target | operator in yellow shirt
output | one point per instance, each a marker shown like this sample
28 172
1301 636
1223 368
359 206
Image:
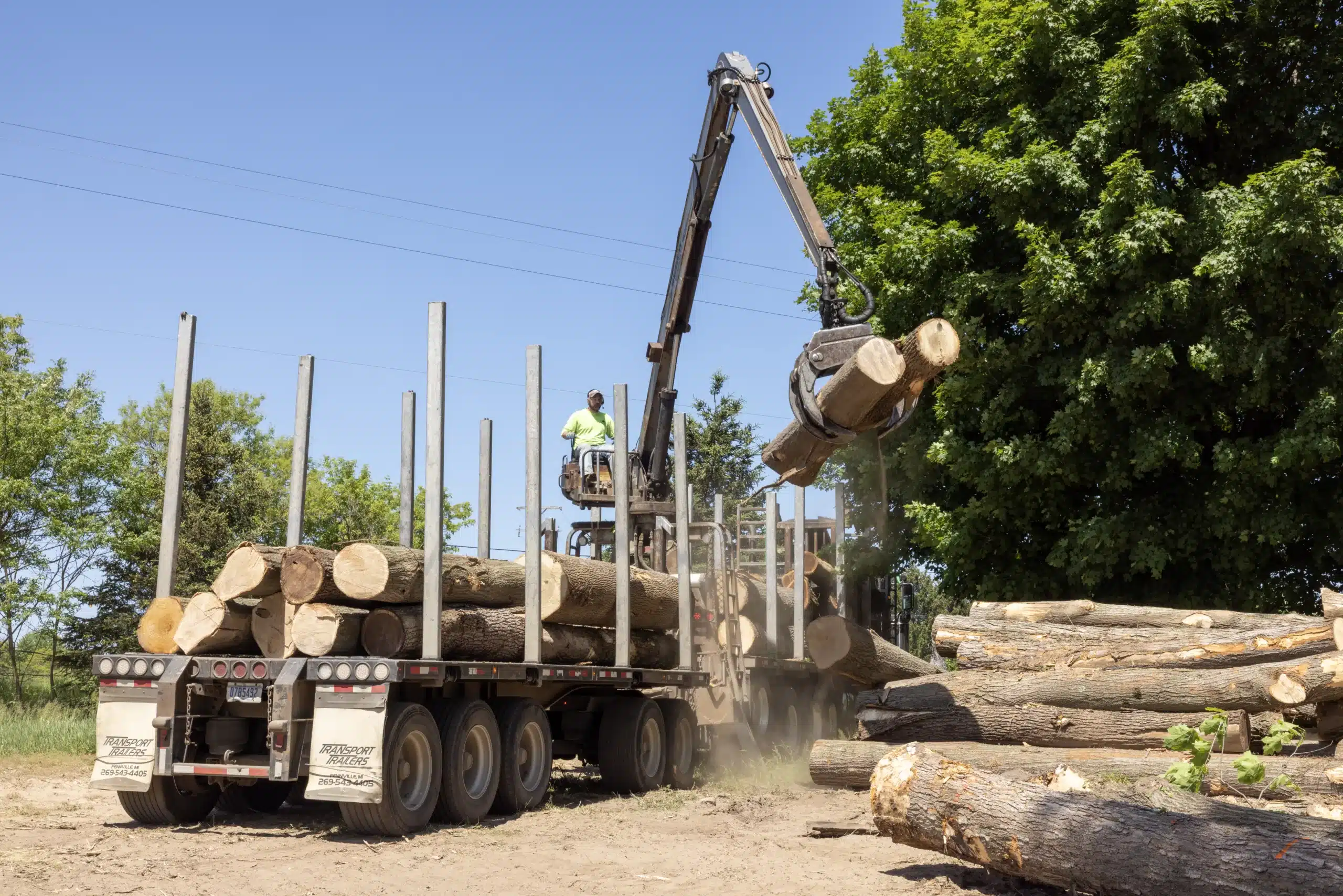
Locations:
590 429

■ ■ ■ ■

◆ **PROBLEM REQUIREMENTS**
Reproduce the rows above with "yellow shirt" replaced by "orange vest", leaving every other part unchanged. Omit the pictures from your reproduction.

◆ **EXPECTED ANSWER**
target | operator in orange vest
output | one point per instance, each a marker shown like this sample
28 172
1301 636
1223 368
359 206
Image:
Locations:
590 429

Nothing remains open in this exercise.